The tug-of-war between the government and the RBI began after the economic survey of 2015-16, when chief economic advisor Arvind Subramanian wrote a detailed chapter comparing RBI’s reserves with that of other central banks around the world and complained that RBI’s reserves of around Rs 10 lakh crore are way too high for its balance sheet of around Rs 30 lakh crore. He argued that RBI should take out some Rs 4 lakh crore from its reserves and use it, say, to capitalise public sector banks which will help them lend more and in turn help economic growth.
For those who don’t care about technical issues like RBI’s reserves, here is a backgrounder: The RBI, like companies, makes profits and by law has to transfer the year’s profits to its owner, the government, after providing for contingencies. Over the past 25 years, the RBI had collected a kitty of about Rs 3 lakh crore as its contingency reserves.
Separately, it has revaluation reserves. What are these? The RBI often buys dollars from the market, in times of huge inflows (which can suddenly make the rupee strong and hence make our exports uncompetitive); it buys gold (like all central banks do, so that other countries trust that the RBI has some real assets in a crisis) and it also buys Indian government bonds sometimes to push more rupees into the economy. Now every year, like all banks and companies, RBI accountants compare the current price of these assets versus the price at which they were purchased and the excess, if any, is accounted in a “revaluation” reserve.

Pointing and labeling entries:

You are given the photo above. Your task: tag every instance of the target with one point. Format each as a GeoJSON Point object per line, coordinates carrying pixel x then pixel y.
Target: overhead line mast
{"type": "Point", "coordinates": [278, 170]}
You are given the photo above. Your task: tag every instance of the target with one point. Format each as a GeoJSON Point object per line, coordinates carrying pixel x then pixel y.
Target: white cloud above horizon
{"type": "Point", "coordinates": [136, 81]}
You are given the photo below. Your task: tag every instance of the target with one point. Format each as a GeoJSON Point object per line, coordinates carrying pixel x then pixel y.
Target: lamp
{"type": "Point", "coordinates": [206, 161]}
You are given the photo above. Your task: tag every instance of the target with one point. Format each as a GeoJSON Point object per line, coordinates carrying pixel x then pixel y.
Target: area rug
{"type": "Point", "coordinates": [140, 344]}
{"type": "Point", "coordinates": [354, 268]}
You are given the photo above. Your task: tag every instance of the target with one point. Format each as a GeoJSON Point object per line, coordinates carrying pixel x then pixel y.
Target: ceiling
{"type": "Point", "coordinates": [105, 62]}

Your tasks →
- 1) Answer these questions about the RBI reserves text:
(a) Who wrote the chapter in the economic survey of 2015-16 that compared RBI's reserves with those of other central banks?
(b) About how much had the RBI collected as contingency reserves over the past 25 years?
(c) According to the text, why does the RBI buy gold?
- 2) Rewrite the part of the RBI reserves text that opens with the words "The tug-of-war between" and closes with "help economic growth.", swapping "public sector banks" for "state-owned banks".

Responses for each task →
- 1)
(a) Chief economic advisor Arvind Subramanian.
(b) About Rs 3 lakh crore.
(c) So that other countries trust that the RBI has some real assets in a crisis.

- 2)
The tug-of-war between the government and the RBI began after the economic survey of 2015-16, when chief economic advisor Arvind Subramanian wrote a detailed chapter comparing RBI’s reserves with that of other central banks around the world and complained that RBI’s reserves of around Rs 10 lakh crore are way too high for its balance sheet of around Rs 30 lakh crore. He argued that RBI should take out some Rs 4 lakh crore from its reserves and use it, say, to capitalise state-owned banks which will help them lend more and in turn help economic growth.